== Given data ==
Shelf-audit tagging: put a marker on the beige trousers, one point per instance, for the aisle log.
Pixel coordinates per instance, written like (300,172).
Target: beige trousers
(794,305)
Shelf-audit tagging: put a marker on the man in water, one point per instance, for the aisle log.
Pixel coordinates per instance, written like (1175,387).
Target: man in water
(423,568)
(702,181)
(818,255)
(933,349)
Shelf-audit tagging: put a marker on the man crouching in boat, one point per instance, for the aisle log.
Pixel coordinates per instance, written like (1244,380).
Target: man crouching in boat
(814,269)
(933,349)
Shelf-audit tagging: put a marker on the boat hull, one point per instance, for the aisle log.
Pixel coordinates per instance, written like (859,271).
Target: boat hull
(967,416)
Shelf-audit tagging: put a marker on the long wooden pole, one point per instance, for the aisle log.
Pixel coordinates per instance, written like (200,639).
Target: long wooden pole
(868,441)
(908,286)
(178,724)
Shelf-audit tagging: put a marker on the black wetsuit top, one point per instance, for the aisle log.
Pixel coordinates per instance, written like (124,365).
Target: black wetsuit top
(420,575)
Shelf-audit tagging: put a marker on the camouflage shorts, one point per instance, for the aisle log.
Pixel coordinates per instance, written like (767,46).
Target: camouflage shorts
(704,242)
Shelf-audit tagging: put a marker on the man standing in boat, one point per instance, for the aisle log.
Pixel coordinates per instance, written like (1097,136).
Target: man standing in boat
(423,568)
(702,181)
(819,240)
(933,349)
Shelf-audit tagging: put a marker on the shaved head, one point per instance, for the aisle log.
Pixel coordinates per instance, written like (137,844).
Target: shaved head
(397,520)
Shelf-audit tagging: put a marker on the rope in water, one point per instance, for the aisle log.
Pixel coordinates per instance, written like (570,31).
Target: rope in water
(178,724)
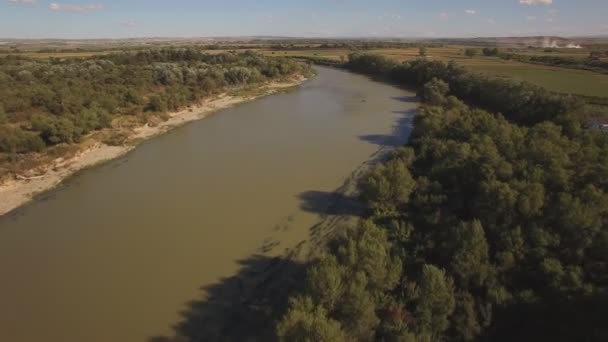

== What is needed ==
Pull out every line in the rows above that contains the word "Target".

== Result below ==
Target: beige trousers
Target: man in water
Target: man crouching in boat
Target: boat hull
Target: long wooden pole
Target: black wetsuit top
Target: camouflage shorts
Target: man standing in boat
Target: shaved head
Target: rope in water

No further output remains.